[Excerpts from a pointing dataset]
"""
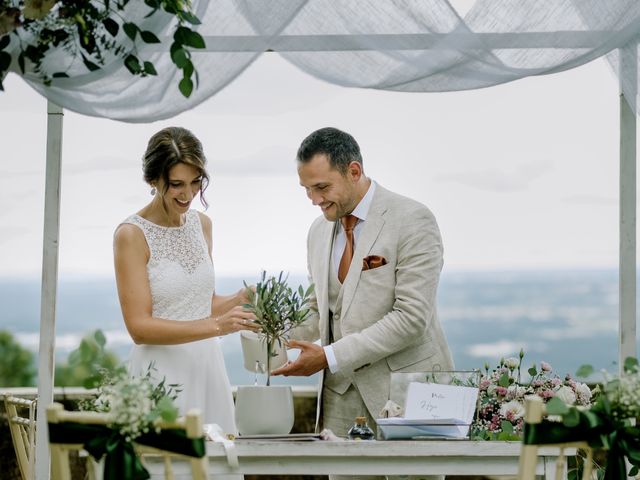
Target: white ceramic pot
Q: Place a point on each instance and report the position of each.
(254, 349)
(262, 410)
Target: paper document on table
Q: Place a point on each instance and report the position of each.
(430, 401)
(396, 427)
(433, 409)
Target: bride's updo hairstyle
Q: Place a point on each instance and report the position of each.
(168, 147)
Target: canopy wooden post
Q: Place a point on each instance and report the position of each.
(50, 243)
(627, 310)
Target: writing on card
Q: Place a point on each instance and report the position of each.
(433, 401)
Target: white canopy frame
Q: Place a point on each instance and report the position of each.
(628, 137)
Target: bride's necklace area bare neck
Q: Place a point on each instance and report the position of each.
(156, 213)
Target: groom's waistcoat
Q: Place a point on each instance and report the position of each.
(338, 382)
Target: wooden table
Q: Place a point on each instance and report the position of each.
(425, 457)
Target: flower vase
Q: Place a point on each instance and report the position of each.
(262, 410)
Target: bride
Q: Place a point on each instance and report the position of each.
(165, 277)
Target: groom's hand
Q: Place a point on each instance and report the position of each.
(311, 360)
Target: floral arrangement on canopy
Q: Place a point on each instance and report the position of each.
(502, 392)
(93, 33)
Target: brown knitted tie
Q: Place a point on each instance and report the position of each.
(348, 223)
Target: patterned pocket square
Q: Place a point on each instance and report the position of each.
(373, 261)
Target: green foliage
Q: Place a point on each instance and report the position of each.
(91, 32)
(278, 309)
(17, 363)
(86, 365)
(135, 402)
(584, 371)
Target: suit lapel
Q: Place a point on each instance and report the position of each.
(370, 232)
(323, 257)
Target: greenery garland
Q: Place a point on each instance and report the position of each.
(91, 32)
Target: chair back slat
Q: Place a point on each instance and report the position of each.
(534, 409)
(191, 425)
(21, 419)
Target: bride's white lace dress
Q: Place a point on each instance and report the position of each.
(181, 277)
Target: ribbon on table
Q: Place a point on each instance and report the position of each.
(598, 431)
(217, 435)
(121, 461)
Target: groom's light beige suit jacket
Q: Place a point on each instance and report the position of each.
(389, 320)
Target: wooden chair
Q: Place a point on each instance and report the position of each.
(534, 412)
(191, 424)
(21, 416)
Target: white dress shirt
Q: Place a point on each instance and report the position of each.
(361, 211)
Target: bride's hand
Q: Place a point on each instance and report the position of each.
(236, 319)
(243, 294)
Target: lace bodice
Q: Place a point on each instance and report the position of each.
(181, 274)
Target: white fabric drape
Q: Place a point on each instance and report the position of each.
(402, 45)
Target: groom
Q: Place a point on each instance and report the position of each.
(375, 259)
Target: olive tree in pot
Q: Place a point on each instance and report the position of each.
(268, 409)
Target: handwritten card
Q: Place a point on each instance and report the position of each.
(433, 401)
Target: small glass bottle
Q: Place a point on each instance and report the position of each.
(360, 430)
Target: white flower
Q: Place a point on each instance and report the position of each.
(511, 363)
(584, 393)
(512, 410)
(516, 391)
(565, 394)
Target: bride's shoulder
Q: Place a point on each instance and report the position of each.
(128, 234)
(204, 220)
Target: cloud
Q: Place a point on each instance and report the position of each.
(515, 179)
(594, 200)
(100, 164)
(271, 161)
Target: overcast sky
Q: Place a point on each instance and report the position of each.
(523, 175)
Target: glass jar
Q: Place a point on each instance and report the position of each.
(360, 430)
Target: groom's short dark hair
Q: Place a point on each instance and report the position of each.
(339, 146)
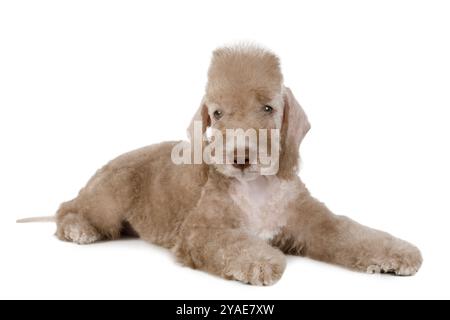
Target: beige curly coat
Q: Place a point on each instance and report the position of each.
(236, 228)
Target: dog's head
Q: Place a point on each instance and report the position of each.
(251, 113)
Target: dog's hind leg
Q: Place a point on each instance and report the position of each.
(100, 210)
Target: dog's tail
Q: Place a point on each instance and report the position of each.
(37, 219)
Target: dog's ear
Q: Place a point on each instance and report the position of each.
(201, 118)
(293, 130)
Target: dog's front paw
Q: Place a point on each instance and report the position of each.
(261, 270)
(402, 259)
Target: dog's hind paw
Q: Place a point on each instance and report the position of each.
(402, 261)
(264, 271)
(76, 229)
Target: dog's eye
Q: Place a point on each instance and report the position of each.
(218, 114)
(267, 109)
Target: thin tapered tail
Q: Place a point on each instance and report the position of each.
(37, 219)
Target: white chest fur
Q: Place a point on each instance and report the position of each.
(263, 201)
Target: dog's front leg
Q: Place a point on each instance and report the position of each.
(319, 234)
(230, 253)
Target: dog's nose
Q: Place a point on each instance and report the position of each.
(241, 161)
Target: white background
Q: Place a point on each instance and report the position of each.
(84, 81)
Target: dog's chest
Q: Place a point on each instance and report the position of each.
(263, 202)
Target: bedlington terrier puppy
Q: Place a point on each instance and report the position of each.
(229, 206)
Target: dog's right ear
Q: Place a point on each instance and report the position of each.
(201, 120)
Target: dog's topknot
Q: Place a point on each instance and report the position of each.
(243, 66)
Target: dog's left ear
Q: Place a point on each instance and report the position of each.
(201, 120)
(293, 130)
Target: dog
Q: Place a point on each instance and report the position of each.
(229, 218)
"""
**Objective**
Reproduce every line of the material above word for word, omitting the pictures from your copy.

**Solved problem**
Target: white ceramic pot
Q: Place a point on each instance and report the position of each.
(254, 349)
(262, 410)
Target: paper document on table
Q: Place a point on each instance and report the position of each.
(430, 401)
(396, 427)
(433, 409)
Target: bride's updo hairstyle
Q: Place a point on each instance and report the position of each.
(168, 147)
Target: canopy wooden post
Q: Place a point on each instance and report the position of each.
(50, 243)
(627, 310)
Target: writing on card
Q: Place a point on each instance and report the position of each.
(433, 401)
Target: white canopy frame
Q: Place a point on each instance and report the position of each.
(628, 137)
Target: bride's necklace area bare neck
Q: Place a point on each instance and report the position of each.
(156, 213)
Target: groom's waistcoat
Q: Place a point on each instance and report the position of each.
(338, 382)
Target: wooden table
Q: Place a point on each instance and report the position of each.
(425, 457)
Target: flower vase
Q: Place a point on each instance and report the position of each.
(262, 410)
Target: bride
Q: Place a point on each instance and report the position of each.
(165, 277)
Target: groom's hand
Q: Place a point on each instance and report the position of each.
(311, 360)
Target: floral arrangement on canopy
Q: Place a point on each instance and report the position of each.
(502, 392)
(93, 33)
Target: brown knitted tie
Q: Place a point on each instance and report the position of each.
(348, 223)
Target: patterned pocket square
Q: Place a point on each instance and report the position of each.
(373, 261)
Target: green foliage
Q: Place a point on each instance and report the position of each.
(91, 32)
(278, 309)
(17, 363)
(86, 365)
(135, 402)
(584, 371)
Target: suit lapel
Q: Place a point on each instance and report the position of each.
(370, 232)
(323, 257)
Target: greenery garland
Q: Place a point on each instance and report the position of each.
(91, 32)
Target: chair back slat
Q: Place a point on each instance and report the position of each.
(534, 409)
(191, 425)
(21, 419)
Target: bride's white lace dress
Q: Place a point on each instance and report the position of each.
(181, 277)
Target: ribbon on table
Q: Place a point on each instance and report the position of each.
(598, 431)
(217, 435)
(121, 461)
Target: groom's light beige suit jacket
Q: Place a point on each instance and report the position of each.
(389, 320)
Target: wooden chair
Q: Place a point on each instance and report the position of each.
(534, 412)
(191, 424)
(21, 416)
Target: white dress shirt
Q: Place a point on each instance and report the position of each.
(361, 211)
Target: bride's hand
Q: Place a point on each instance and report the position of each.
(236, 319)
(243, 294)
Target: lace bodice
Q: Place a point on each instance and report the position of each.
(181, 274)
Target: white fabric drape
Q: Place a point on each instance and report the position of each.
(402, 45)
Target: groom
Q: Place a point on each instance and report the position of each.
(375, 259)
Target: olive tree in pot
Q: Place a point on each instance and report the position of each.
(268, 409)
Target: handwritten card
Q: Place a point on each instance and report the position of each.
(433, 401)
Target: small glass bottle
Q: Place a point on each instance and report the position of each.
(360, 430)
Target: white flower
Q: Place a point on each instance and report the position of each.
(511, 363)
(584, 393)
(512, 410)
(516, 391)
(565, 394)
Target: bride's shoulder
Q: Place a point on each instance and report the position of each.
(128, 234)
(204, 220)
Target: cloud
Q: Place a point on each instance and report the position of each.
(515, 179)
(594, 200)
(100, 164)
(271, 161)
Target: overcast sky
Q: Place a point on each instance and report the position of each.
(523, 175)
Target: glass jar
Q: Place a point on each instance and report the position of each.
(360, 430)
Target: groom's short dark hair
Q: Place a point on each instance and report the position of each.
(339, 146)
Target: beige curly coat
Q: Place a point on each instance and report the position of each.
(236, 228)
Target: dog's head
Q: Place a point on each instance and report the position of each.
(251, 113)
Target: dog's hind leg
Q: Place a point on each instance and report the position of each.
(100, 210)
Target: dog's tail
Q: Place a point on each instance and report the position of each.
(37, 219)
Target: dog's ear
Q: Place a point on each instance and report the position of each.
(201, 118)
(293, 130)
Target: dog's front paw
Q: Place a point on each instance and report the position of each.
(261, 270)
(402, 259)
Target: dog's hind paw
Q: Place a point on each instance and report the position of each.
(402, 261)
(264, 271)
(76, 229)
Target: dog's eye
Q: Place a point on each instance and report the position of each.
(218, 114)
(267, 109)
Target: thin tapered tail
Q: Place a point on each instance and report the position of each.
(37, 219)
Target: white chest fur
Q: Place a point on each instance and report the position of each.
(263, 201)
Target: dog's front leg
Q: Place a point on each instance and report the position of each.
(319, 234)
(230, 253)
Target: dog's nose
Q: Place a point on each instance and report the position of each.
(241, 161)
Target: white background
Q: Place a point on each instance and report the position of each.
(84, 81)
Target: dog's chest
Q: Place a point on each instance and report the position of each.
(263, 202)
Target: bedlington terrier puppy
Q: Place a point on each instance and report the position of each.
(229, 206)
Target: dog's right ear
Q: Place a point on each instance and report the position of each.
(201, 120)
Target: dog's topknot
Q: Place a point on each instance and report the position of each.
(243, 66)
Target: dog's left ear
Q: Place a point on each instance and report the position of each.
(201, 120)
(293, 130)
Target: dog
Q: Place a point on each instance and report the position of each.
(229, 218)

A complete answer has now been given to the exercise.